Set down, unchanged, the lines below from the one containing "# test: for every instance of the distant" through the last line of the records.
===== DATASET CONTENT
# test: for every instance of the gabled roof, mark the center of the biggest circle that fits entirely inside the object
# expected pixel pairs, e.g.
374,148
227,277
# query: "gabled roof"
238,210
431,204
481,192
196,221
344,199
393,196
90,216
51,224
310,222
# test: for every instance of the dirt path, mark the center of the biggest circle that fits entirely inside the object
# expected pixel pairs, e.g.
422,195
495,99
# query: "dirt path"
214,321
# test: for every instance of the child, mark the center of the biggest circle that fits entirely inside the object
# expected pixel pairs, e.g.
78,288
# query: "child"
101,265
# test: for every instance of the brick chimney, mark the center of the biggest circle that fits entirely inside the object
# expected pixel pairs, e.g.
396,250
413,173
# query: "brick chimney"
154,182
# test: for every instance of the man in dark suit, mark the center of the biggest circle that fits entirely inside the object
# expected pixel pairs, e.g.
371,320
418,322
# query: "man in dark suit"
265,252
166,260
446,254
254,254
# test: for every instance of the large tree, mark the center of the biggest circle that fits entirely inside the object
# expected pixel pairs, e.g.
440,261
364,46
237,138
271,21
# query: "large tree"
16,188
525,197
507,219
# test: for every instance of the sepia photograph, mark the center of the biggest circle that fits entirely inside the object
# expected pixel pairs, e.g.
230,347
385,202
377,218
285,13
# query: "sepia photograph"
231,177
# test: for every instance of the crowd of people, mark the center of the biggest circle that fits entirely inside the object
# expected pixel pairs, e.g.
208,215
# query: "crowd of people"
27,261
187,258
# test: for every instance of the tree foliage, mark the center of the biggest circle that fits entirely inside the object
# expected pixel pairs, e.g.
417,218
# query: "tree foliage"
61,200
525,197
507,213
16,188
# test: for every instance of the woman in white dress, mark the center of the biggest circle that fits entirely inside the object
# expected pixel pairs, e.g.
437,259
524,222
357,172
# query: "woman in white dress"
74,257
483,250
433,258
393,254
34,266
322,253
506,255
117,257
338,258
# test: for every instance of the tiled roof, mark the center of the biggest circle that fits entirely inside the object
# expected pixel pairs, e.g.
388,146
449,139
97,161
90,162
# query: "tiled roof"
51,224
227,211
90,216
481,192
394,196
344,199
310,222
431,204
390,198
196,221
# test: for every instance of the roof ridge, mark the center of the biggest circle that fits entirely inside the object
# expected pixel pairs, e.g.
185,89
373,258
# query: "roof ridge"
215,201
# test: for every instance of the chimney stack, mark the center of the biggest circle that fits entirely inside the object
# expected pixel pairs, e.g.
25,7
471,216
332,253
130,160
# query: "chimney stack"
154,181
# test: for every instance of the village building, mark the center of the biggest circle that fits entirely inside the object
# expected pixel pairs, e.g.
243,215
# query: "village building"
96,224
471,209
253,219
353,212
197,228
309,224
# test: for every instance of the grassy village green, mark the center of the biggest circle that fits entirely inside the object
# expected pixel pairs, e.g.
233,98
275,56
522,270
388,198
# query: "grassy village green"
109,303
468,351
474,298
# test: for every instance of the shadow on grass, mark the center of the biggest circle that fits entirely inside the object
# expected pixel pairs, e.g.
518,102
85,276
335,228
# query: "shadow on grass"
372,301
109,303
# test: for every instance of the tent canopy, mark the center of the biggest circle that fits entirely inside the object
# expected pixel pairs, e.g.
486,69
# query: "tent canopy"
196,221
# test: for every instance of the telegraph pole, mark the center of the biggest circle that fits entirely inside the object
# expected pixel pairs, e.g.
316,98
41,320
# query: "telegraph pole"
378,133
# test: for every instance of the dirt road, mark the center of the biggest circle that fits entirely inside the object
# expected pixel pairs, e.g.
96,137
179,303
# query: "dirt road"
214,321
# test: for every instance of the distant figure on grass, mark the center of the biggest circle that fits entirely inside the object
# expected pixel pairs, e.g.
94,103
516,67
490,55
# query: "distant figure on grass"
==========
__RESULT BELOW__.
# test: for every instance of the distant figure on grass, mark the center of the biggest circle that fits entirely inside the object
# expected pixel pairs, e.g.
94,103
516,67
490,55
# query: "distant figure on grass"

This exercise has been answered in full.